▸ PROVIDED DATA:
....
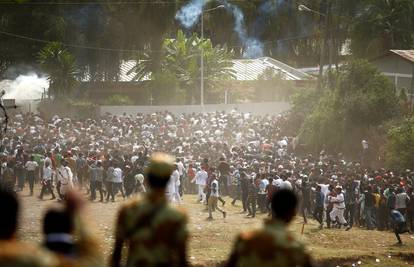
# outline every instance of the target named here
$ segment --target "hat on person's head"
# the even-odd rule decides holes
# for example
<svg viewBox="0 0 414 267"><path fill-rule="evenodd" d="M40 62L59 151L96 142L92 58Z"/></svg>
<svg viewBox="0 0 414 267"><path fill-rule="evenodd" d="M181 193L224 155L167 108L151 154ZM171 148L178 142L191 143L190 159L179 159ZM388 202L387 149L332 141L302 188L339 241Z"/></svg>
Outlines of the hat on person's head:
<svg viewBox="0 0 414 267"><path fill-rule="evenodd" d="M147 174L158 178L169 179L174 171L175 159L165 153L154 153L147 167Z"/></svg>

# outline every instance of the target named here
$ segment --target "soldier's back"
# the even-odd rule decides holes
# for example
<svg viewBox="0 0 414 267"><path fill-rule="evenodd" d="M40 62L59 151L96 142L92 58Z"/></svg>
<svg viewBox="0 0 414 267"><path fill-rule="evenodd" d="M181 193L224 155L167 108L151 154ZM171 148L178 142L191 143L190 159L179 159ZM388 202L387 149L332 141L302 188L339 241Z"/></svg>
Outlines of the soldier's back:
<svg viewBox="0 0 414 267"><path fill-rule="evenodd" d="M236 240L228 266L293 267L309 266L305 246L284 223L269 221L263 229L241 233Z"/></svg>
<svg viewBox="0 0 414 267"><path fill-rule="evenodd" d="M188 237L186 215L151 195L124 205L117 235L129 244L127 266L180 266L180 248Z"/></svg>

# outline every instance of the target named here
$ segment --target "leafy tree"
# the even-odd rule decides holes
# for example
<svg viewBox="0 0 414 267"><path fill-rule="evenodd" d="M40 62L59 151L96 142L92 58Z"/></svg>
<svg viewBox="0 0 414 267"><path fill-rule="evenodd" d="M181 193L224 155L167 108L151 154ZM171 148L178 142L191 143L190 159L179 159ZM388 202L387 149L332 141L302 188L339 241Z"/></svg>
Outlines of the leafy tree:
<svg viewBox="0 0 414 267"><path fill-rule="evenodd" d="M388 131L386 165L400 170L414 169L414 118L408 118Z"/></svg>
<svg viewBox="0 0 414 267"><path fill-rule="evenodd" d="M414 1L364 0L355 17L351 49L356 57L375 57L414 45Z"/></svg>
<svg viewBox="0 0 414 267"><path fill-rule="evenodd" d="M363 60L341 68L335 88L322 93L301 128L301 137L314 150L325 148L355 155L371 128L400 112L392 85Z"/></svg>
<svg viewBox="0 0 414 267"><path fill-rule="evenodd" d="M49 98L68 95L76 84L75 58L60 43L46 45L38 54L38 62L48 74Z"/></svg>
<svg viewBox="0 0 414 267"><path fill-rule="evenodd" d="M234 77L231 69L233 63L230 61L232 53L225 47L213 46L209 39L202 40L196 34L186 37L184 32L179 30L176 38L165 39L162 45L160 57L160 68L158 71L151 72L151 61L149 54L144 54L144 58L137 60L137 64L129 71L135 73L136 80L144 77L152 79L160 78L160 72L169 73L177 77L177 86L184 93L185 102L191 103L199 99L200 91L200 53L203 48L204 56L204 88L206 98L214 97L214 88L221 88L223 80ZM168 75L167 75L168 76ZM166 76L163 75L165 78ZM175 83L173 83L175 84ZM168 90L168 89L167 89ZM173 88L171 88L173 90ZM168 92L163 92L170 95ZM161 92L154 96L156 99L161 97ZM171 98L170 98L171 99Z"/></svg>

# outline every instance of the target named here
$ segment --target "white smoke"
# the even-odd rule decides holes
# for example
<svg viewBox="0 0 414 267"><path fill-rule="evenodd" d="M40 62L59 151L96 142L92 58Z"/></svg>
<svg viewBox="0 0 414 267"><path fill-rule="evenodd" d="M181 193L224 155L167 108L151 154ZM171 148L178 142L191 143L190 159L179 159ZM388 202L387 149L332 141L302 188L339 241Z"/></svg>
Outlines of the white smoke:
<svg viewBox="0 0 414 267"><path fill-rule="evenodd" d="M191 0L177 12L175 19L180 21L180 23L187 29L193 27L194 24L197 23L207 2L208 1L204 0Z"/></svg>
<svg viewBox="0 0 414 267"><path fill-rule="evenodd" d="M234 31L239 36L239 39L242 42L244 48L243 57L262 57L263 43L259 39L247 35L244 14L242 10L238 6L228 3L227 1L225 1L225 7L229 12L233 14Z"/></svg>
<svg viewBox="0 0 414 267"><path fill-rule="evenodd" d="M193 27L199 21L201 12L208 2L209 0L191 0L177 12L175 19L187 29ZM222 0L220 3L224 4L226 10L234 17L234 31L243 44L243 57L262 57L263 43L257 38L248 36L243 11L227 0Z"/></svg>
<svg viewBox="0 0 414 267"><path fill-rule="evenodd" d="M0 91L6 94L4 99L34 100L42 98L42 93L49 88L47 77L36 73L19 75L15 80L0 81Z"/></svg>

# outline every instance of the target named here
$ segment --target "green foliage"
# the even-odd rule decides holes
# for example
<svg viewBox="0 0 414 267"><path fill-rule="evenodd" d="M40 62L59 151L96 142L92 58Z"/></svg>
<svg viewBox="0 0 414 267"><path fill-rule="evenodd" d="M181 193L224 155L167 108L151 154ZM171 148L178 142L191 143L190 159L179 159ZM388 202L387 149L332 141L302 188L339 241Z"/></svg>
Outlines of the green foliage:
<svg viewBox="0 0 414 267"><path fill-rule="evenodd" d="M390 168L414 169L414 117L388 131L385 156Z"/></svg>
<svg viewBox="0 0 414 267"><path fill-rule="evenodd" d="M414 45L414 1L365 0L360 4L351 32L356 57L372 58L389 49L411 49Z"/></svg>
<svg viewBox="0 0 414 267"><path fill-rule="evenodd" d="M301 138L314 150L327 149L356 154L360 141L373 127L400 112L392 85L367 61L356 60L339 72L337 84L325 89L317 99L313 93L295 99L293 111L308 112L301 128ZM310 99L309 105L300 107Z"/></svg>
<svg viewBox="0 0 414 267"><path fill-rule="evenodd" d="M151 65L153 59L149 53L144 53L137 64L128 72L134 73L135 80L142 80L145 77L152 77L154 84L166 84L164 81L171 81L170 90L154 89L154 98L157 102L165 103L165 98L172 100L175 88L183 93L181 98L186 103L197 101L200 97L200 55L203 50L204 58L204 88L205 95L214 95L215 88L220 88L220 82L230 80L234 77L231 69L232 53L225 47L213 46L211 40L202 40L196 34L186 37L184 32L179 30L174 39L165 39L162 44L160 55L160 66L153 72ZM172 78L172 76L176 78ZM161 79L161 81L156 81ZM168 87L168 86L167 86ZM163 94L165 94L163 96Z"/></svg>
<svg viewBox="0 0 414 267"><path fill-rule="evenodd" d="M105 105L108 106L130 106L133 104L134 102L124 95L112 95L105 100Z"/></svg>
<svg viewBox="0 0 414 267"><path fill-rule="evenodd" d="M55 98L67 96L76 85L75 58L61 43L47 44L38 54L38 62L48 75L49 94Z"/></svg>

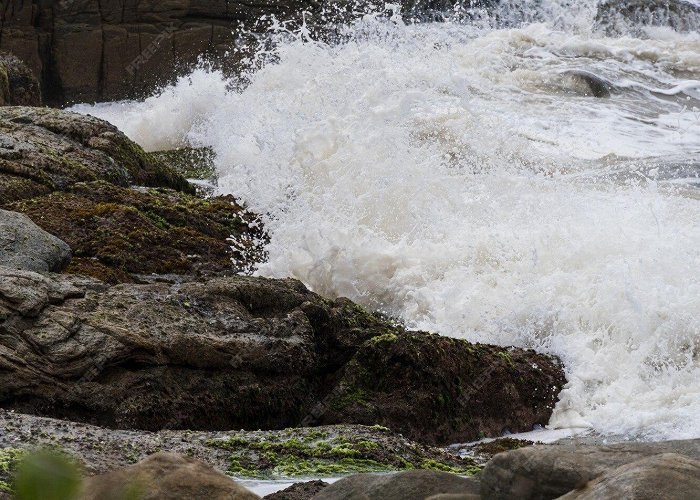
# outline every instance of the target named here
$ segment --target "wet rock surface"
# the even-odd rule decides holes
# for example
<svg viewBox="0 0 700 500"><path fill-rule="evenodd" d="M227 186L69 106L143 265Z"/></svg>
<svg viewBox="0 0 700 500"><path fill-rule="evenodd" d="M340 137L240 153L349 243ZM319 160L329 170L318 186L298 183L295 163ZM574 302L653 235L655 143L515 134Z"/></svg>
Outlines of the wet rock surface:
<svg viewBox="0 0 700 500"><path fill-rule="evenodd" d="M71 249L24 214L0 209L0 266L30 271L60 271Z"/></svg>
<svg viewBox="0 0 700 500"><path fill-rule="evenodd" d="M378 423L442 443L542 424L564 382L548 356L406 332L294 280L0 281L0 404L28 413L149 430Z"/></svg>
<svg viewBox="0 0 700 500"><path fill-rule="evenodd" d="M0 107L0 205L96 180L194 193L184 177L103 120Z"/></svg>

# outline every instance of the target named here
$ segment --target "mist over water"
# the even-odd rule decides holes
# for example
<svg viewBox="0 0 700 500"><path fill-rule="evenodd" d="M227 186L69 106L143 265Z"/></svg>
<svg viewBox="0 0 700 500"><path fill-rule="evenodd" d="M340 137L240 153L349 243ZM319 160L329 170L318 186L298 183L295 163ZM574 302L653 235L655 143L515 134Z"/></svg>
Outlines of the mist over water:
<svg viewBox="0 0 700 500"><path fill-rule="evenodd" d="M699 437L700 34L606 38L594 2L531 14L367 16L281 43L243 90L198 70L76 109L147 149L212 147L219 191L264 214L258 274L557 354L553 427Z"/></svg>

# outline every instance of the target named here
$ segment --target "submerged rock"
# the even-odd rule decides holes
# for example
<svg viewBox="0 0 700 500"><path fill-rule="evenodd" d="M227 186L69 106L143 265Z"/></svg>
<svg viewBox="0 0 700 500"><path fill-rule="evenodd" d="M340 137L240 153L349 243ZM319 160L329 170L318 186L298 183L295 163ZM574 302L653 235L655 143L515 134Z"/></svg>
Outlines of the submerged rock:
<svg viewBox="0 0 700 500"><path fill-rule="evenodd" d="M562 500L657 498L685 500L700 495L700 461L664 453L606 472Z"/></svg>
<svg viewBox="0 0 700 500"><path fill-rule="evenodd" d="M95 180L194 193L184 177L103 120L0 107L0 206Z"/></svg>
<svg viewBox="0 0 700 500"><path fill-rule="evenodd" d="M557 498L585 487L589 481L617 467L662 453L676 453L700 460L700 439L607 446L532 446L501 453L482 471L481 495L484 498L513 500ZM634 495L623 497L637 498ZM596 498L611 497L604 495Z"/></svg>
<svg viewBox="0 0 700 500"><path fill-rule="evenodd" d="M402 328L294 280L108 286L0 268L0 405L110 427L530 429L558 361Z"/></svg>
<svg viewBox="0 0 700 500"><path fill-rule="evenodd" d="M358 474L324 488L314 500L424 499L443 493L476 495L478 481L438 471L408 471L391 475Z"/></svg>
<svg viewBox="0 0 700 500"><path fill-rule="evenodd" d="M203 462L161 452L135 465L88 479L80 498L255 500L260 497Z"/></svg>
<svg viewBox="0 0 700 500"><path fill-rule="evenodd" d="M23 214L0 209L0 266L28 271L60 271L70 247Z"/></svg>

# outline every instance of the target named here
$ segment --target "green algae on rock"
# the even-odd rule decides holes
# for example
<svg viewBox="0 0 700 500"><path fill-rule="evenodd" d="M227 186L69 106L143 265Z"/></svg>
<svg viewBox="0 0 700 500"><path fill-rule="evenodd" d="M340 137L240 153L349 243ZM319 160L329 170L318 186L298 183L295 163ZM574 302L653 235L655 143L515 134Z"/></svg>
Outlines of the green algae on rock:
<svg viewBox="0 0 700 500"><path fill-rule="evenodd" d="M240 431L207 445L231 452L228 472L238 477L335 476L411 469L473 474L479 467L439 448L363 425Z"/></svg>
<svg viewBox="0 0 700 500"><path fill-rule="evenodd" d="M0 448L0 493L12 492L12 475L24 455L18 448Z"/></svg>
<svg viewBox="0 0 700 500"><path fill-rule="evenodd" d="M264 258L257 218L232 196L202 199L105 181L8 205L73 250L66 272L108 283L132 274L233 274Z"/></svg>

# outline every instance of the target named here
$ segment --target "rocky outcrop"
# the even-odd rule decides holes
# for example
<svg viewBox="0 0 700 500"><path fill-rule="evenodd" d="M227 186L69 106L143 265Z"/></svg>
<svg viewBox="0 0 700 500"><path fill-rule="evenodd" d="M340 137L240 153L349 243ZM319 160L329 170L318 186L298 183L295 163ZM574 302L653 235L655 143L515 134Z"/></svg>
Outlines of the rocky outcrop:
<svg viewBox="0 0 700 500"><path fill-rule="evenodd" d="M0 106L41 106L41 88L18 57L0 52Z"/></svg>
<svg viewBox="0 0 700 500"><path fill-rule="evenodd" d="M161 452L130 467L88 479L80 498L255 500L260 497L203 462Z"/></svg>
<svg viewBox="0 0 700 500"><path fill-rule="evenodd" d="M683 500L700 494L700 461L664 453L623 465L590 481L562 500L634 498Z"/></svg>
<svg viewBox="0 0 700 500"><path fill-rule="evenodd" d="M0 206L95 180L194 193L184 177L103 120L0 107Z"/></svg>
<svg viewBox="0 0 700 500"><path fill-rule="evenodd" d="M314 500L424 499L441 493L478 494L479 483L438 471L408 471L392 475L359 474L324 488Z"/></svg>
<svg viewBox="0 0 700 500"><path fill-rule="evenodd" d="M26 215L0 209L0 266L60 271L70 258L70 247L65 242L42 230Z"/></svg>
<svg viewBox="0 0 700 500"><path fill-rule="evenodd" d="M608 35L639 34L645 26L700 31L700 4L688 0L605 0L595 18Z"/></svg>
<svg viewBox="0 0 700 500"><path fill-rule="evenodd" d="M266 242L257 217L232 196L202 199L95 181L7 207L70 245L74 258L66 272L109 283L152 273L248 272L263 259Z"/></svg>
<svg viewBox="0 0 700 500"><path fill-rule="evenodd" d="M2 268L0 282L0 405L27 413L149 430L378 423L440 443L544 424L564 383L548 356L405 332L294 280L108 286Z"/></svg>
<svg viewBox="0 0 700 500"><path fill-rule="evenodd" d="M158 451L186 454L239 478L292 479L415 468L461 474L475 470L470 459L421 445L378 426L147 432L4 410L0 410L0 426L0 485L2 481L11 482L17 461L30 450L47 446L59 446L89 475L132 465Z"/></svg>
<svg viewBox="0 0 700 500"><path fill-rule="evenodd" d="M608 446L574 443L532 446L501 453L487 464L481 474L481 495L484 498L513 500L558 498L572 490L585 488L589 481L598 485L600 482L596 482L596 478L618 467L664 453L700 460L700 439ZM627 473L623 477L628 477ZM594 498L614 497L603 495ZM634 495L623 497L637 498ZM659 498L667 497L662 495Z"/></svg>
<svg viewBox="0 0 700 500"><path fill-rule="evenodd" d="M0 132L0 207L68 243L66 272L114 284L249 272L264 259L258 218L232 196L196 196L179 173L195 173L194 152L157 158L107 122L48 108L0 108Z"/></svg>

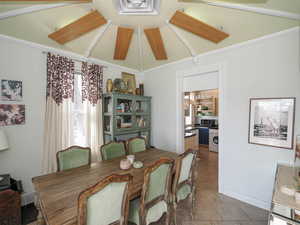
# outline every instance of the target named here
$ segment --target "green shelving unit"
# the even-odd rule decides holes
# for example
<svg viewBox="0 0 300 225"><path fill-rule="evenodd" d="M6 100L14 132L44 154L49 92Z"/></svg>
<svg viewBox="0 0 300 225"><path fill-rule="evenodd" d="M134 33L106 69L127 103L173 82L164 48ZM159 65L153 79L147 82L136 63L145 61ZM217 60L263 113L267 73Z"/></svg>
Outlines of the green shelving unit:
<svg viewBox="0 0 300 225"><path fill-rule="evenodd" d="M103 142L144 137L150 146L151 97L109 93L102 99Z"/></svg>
....
▸ TRY IT: Which lines above include the word "segment"? Return each one.

▸ SOLUTION TO THIS PROBLEM:
$ segment --target "hat on person's head"
$ segment --target "soldier's back"
$ segment --target "leafy tree"
$ segment --target "white smoke"
$ segment --target "green foliage"
$ segment --target "wet rock surface"
$ segment --target "mist over water"
$ segment --target "submerged rock"
$ segment --target "green algae on rock"
$ segment --target "rocky outcrop"
$ segment --target "green shelving unit"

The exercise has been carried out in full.